▶ _STATED TASK A_:
Answer these questions using the Weavr sandbox terms of use, one answer per line, marked to match:
(i) What does Weavr call the setting where businesses can build and test payment solutions without the usual risks and costs of live commercial use?
(ii) What act do the terms say will be a material breach of the agreement?
(iii) What may Weavr do if your use of its APIs goes beyond what it considers reasonable levels?
▶ _STATED TASK B_: Summarize the Weavr sandbox terms of use in two sentences.
▶ _STATED TASK C_: Write a continuation of the Weavr sandbox terms of use, starting from the last point shown.

▶ _EXCERPT PROVIDED_:
Version//February 2021

Weavr Innovator Sandbox Environment

Terms of Use

  1. Weavr provides an open and publicly accessible cloud-based platform that connects payment networks and payment service providers and makes available software tools enabling the innovators of payment services to define, deploy and use pre-configured digital payment flows in their products and services.
  2. Weavr enables businesses to build and test payment solutions in a realistic environment in which the functionality and utility of the solution can be tested but without exposure to the usual risks and costs associated with the live online commercial setting. We call this our “Sandbox Environment”.
  3. These terms apply to the use of the Sandbox Environment and by accessing the Weavr Platform and System you are agreeing to these terms.  Should you wish for access to the Live Environment and Payment Services you will need to register for a Live Account and agree to additional terms.

1. SANDBOX ENVIRONMENT

With your acceptance of these terms we are granting you access to a dedicated Sandbox Account, and to the Sandbox Environment. You must not share your access credentials with any other party. Doing so will constitute a material breach of this agreement.

1.1. ACCESSING AND USING THE SANDBOX ENVIRONMENT

1.1.1 In the Sandbox Environment we enable you to access our test technology platform via our approved APIs to configure, build, integrate and test your preferred payment service for embedding in your Application.

1.1.2 You agree to use the Sandbox Environment only for the purposes of developing your Application in accordance with all applicable laws and these terms of use.

1.1.3 We make no commitment that our Sandbox Environment is suitable for your particular purposes nor do we undertake that it will meet any availability criteria. It is provided to enable you to make your own assessment of our functionality and the viability of your use of the available payment services for your business requirements.

1.1.4 Access to the Sandbox Environment is provided at no charge but if you exceed what we consider are reasonable levels of use of our APIs we may block any further API access for a period which we determine as suitable.

1.1.5 We may suspend or terminate your access to the Sandbox Account and (by extension) to the Sandbox Environment at any time and for any reason, including but not limited to:

     i. you using the Services in the Sandbox Environment for any purpose that in our reasonable opinion is in breach of any applicable law or which may         damage the reputation of our business or that of any of our Service Partners;
     ii. you failing to comply with any of these terms or any reasonable instruction we may issue;
     iii. you withholding information which can reasonable be considered to be relevant in our granting you access to the System;
     iv. your usage generating system loads that are materially higher than that required for testing, and/or resulting in material negative impact on the           performance of the Sandbox Environment.

▶ _PROVIDED MATERIAL_:

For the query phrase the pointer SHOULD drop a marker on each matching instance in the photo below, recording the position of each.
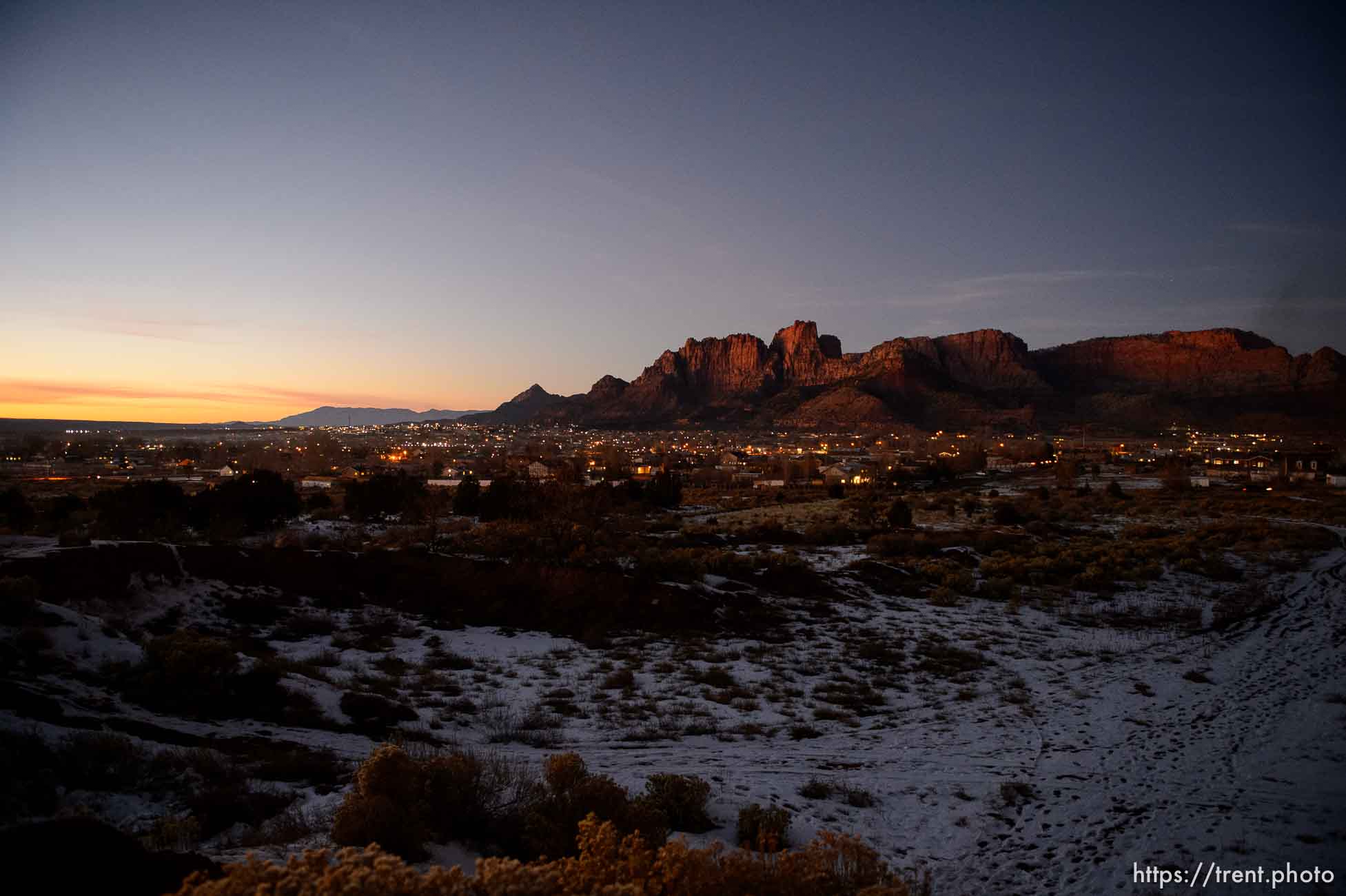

▶ _TASK ANSWER A_:
(i) The "Sandbox Environment."
(ii) Sharing your access credentials with any other party.
(iii) Block any further API access for a period it determines is suitable.

▶ _TASK ANSWER B_: Weavr's Sandbox Environment lets businesses build and test payment solutions through its approved APIs without the risks and costs of a live commercial setting, and using it means agreeing to these terms, while live access requires a separate Live Account and additional terms. Access is free but carries no promise of suitability or availability, credentials must not be shared, API access may be blocked for excessive use, and Weavr may suspend or terminate access at any time for any reason, including legal breaches, failure to follow the terms, withheld information, or excessive system loads.

▶ _TASK ANSWER C_:
1.1.6 Your attention is drawn in particular to clause 2.4 ii, prohibiting any attempts to reverse engineer the Weavr Platform and the overloading of the Services and/or System through inappropriate use.

1.2. PAYMENT MODELS

1.2.1 Within the Sandbox Environment you can choose from our Payment Models which provide specific and configurable payment solutions. These can be configured by you and accessed from outside the Weavr system (and the Security and Compliance Perimeter) using the appropriate API key.

1.2.2 Our Payment Models enable you to combine and manage the interaction of identities (representing your organization or the customers of the payment services offered by the Payment Models), payment instruments and transactions. Elements of the Payment Models are provided by our Service Partners. The identity of Service Partners and the availability of specific Payment Models may change from time to time.

1.2.3 In the Sandbox Environment our System simulates the services of our Service Partners to enable you to build and test your Applications. When you are ready to move to the Live Environment you will need to engage directly with the relevant Service Partners, providing information about intended use, end-customer terms, control measures and similar information regarding your Application in order to procure their services. It is up to Service Partners and their policies as to whether or not they accept your application for their services, and we take no responsibility for their decisions.

1.3. INTEGRATION AND TESTING

1.3.1 We enable you to perform Integration to the pre-configured Payment Models and to test your end-to-end Application in the Sandbox Environment.

1.3.2 You are responsible for ensuring that your Payment Application operates satisfactorily. We may ask you to demonstrate this to us, and you agree to provide us with all reasonable assistance that we may request to establish that your Application is suitable for us to host.

1.3.3 You will need to test and prove your Application and go through an ID verification process before you can move from the Sandbox Environment to the Live Environment. Once testing is successfully completed you can apply to move to the Live Environment.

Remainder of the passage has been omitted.